Text for analysis:

If you have balances greater than 12 months old, you are unlikely to receive payment and shouldn’t plan to receive that cash. In some states and certain payors, it could be as short as 90 days from when a service is provided. 

Best Practices for Clean Accounts Receivable 

Implementing best practices can significantly enhance the integrity of an FQHC's A/R: 

  • Immediate Adjustments: Take adjustments for non-covered services at the time of posting. This reduces the risk of inflated A/R balances due to services that will never be reimbursed. 
  • Proper Handling of Partially Paid Claims: Clearly distinguish between partially paid claims and non-covered balances. Misclassifying these can lead to misleading A/R figures. 
  • Denial Management: Develop a denial adjustment reason response plan to standardize how adjustments are posted. This ensures consistency and accuracy in A/R management. 
  • Monitoring Credit Balances: Regularly review and reconcile credit balances to identify discrepancies or overpayments that require correction. Establish clear procedures for issuing refunds to patients when necessary. 
  • Balanced Billing Practices: Ensure that claims requiring patient balances are promptly billed. Delayed balanced billing can artificially inflate A/R and lead to patient dissatisfaction. 
  • Payer-Specific Policies: Establish policies and procedures tailored to each payer's requirements and common adjustment codes. This minimizes errors and improves reimbursement rates. 

Leveraging Third-Party Revenue Cycle Management

Engaging a third-party revenue cycle management (RCM) company can be a game-changer for FQHCs looking to keep their A/R clean. These specialized firms bring expertise, advanced technology, and dedicated resources to manage the complexities of the revenue cycle, allowing FQHCs to focus more on patient care. Here are some ways a third-party RCM company, like Synergy Billing, can assist: 

Expertise and Experience: They bring specialized knowledge in handling various payers, understanding complex billing codes, and navigating the ever-changing healthcare regulations. 

Technology Integration: They utilize advanced software solutions for automated claims processing, real-time tracking of claims, and predictive analytics to forecast A/R trends. 

Dedicated Resources: With a team focused solely on revenue cycle management, they ensure that claims are submitted timely, denials are promptly addressed, and adjustments are accurately posted.

Exercise A: Translate this sentence from the accounts receivable text into Spanish: "This minimizes errors and improves reimbursement rates."
Exercise B: Which third-party revenue cycle management company does the accounts receivable text name as an example?
Exercise C: Write a continuation of the accounts receivable text, starting after its final sentence.

Referring expression data:
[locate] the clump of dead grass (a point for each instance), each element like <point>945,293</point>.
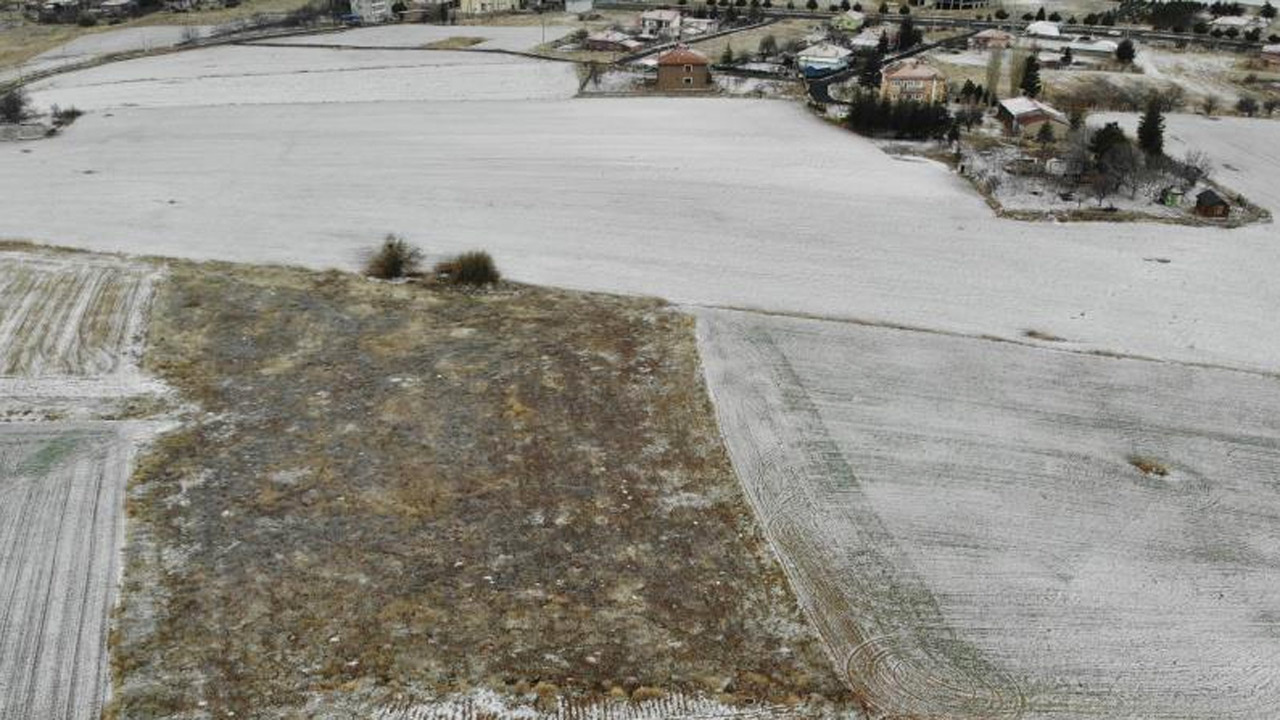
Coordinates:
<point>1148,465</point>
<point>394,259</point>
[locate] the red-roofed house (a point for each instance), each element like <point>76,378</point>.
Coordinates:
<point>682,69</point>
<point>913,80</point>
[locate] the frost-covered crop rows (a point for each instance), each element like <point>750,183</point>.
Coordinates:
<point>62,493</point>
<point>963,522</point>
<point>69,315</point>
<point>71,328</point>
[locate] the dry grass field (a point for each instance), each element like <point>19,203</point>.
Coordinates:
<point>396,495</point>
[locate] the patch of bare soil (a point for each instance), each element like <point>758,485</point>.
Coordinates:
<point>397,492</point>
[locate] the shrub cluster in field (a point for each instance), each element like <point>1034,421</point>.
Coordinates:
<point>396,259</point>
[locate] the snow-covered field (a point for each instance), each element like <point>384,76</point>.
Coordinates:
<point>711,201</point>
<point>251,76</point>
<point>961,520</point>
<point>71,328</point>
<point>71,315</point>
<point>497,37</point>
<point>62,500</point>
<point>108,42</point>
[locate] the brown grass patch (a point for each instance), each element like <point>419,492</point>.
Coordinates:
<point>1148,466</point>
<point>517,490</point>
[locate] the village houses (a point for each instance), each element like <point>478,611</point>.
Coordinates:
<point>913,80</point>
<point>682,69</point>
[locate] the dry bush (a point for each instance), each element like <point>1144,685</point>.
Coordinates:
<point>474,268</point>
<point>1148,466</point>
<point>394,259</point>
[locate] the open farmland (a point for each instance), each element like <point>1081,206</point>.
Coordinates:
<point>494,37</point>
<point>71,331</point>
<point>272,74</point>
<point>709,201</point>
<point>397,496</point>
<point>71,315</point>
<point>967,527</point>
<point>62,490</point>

Answer box A: Esto minimiza los errores y mejora las tasas de reembolso.

Answer box B: Synergy Billing

Answer box C:
Regular Audits and Reviews: Conducting regular audits to identify and correct discrepancies, ensuring that A/R figures are always accurate and up-to-date. 

Timely Filing Compliance: Implementing robust processes to ensure claims are submitted within payer deadlines, reducing the risk of denials due to timely filing issues. 

Enhanced Denial Management: Providing detailed denial analysis and implementing corrective actions to prevent future denials, thereby improving the overall claims approval rate. 

Patient Account Management: Handling patient billing inquiries, processing refunds, and managing credit balances efficiently to maintain patient satisfaction and financial accuracy. 

Training and Support: Offering training programs for FQHC staff on best practices in billing and coding, helping to reduce errors and improve internal processes. 

By partnering with a third-party RCM company, FQHCs can significantly improve their financial health, reduce administrative burdens, and ensure their accounts receivable remain clean and manageable. 

Clean A/R Is Foundational  

Maintaining clean A/R is not just about financial accuracy; it's about ensuring the sustainability and efficiency of FQHC operations. By implementing rigorous monitoring practices, adhering to timely filing requirements, and following best billing practices, FQHC leaders can effectively manage their accounts receivable. This proactive approach not only improves financial forecasting and decision-making but also enhances patient satisfaction by minimizing billing errors and delays. In essence, a clean A/R is the foundation upon which a successful FQHC can build its mission of providing accessible and quality healthcare to all.